_Directive A_:
Copy word for word the stretch of the land-purchase text that opens with the words containing "Site Consultation for" and closes with "obtain my goals?".

Site Consultation for Developing Raw Land: Before purchasing land it is always smart to find out what you are getting yourself into. Would you buy a car you have never heard of without doing some research first? Probably not. With that in mind, it is usually a good idea to ‘kick the tires’ so-to-speak, when considering a vacant land purchase. But, unlike buying a car, where you can read consumer reviews and such online, information on a given piece of land may not be readily available. Additionally there are other factors to consider when doing your research. You may ask yourself: What are my goals? What do I want from this investment? Can this particular piece of vacant land be used to obtain my goals?
Many of the answers you may be able to find yourself, by simply having a defined sense of purpose. But the big answers will likely be elusive, like whether or not you can build what you want within the constraints of the property. Professional consultants are extremely helpful in this area.
A professional consultant can help you to make an educated decision when purchasing vacant land. Professional consultation is not free. But considering what it can save you in the long run, it is always a wise investment. Many people often brush aside consultation until it is required for the design and building process. You may spend plenty of money on design, not to mention the land itself, only to find out later that you have soil conditions on site that will prevent you from building what you actually want. The money lost at that stage can be tenfold the cost of an initial site consultation. Soils Engineers and Geologist are consultants who are very helpful when considering the purchase of vacant land.
Let’s start by understanding a few key definitions. Given the nature of the planet upon which which we live, our structures are placed upon foundations, which are supported by the earth. The earth, simplified, can be considered as soil or rock and or a combination of the two.

_Directive B_:
In the entries, rewrite the part that opens with the line containing "Tag the evergreen" and closes with the line containing "<point>880,140</point>", putting "Label:" wherever "Target:" appears and leaving all else unchanged. Return only those lines.

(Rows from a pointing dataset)
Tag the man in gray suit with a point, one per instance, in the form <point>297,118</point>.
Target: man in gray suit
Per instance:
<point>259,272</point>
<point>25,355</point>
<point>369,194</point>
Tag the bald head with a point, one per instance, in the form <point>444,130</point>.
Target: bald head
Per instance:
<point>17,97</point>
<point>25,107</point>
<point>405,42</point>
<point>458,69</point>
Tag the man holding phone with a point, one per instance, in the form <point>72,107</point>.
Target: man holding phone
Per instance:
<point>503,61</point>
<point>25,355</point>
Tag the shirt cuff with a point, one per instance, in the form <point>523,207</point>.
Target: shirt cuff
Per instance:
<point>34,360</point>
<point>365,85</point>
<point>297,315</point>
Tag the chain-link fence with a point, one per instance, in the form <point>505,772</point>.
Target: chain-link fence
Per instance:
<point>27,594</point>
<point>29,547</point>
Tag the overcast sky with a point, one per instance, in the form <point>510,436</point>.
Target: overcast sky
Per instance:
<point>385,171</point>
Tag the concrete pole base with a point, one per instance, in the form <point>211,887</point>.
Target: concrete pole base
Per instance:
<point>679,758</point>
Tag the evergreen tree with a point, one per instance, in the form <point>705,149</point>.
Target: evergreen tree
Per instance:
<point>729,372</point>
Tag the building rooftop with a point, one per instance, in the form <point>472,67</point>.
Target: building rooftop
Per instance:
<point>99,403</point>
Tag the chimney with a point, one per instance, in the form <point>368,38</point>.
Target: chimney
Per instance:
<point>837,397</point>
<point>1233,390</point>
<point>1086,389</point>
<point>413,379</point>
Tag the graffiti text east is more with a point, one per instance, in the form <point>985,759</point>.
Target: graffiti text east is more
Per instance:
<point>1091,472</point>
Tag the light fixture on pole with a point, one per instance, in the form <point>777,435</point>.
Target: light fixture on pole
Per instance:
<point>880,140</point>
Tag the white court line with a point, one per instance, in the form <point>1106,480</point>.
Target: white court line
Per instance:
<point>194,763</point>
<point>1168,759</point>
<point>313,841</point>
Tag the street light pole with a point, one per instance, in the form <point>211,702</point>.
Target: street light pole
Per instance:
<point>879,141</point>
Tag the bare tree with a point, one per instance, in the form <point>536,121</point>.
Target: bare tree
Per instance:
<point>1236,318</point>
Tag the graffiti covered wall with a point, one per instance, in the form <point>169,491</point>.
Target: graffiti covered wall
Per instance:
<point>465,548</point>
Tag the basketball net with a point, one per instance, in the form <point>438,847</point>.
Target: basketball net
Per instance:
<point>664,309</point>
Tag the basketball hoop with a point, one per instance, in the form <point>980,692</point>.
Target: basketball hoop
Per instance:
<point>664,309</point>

_Correct output A_:
Site Consultation for Developing Raw Land: Before purchasing land it is always smart to find out what you are getting yourself into. Would you buy a car you have never heard of without doing some research first? Probably not. With that in mind, it is usually a good idea to ‘kick the tires’ so-to-speak, when considering a vacant land purchase. But, unlike buying a car, where you can read consumer reviews and such online, information on a given piece of land may not be readily available. Additionally there are other factors to consider when doing your research. You may ask yourself: What are my goals? What do I want from this investment? Can this particular piece of vacant land be used to obtain my goals?

_Correct output B_:
Tag the evergreen tree with a point, one per instance, in the form <point>705,149</point>.
Label: evergreen tree
Per instance:
<point>729,372</point>
Tag the building rooftop with a point, one per instance, in the form <point>472,67</point>.
Label: building rooftop
Per instance:
<point>99,403</point>
Tag the chimney with a point, one per instance, in the form <point>368,38</point>.
Label: chimney
Per instance:
<point>837,397</point>
<point>1233,390</point>
<point>1086,389</point>
<point>413,379</point>
Tag the graffiti text east is more with a point, one per instance, in the form <point>985,759</point>.
Label: graffiti text east is more
Per instance:
<point>1091,472</point>
Tag the light fixture on pole with a point, one per instance, in the form <point>777,435</point>.
Label: light fixture on pole
Per instance:
<point>880,140</point>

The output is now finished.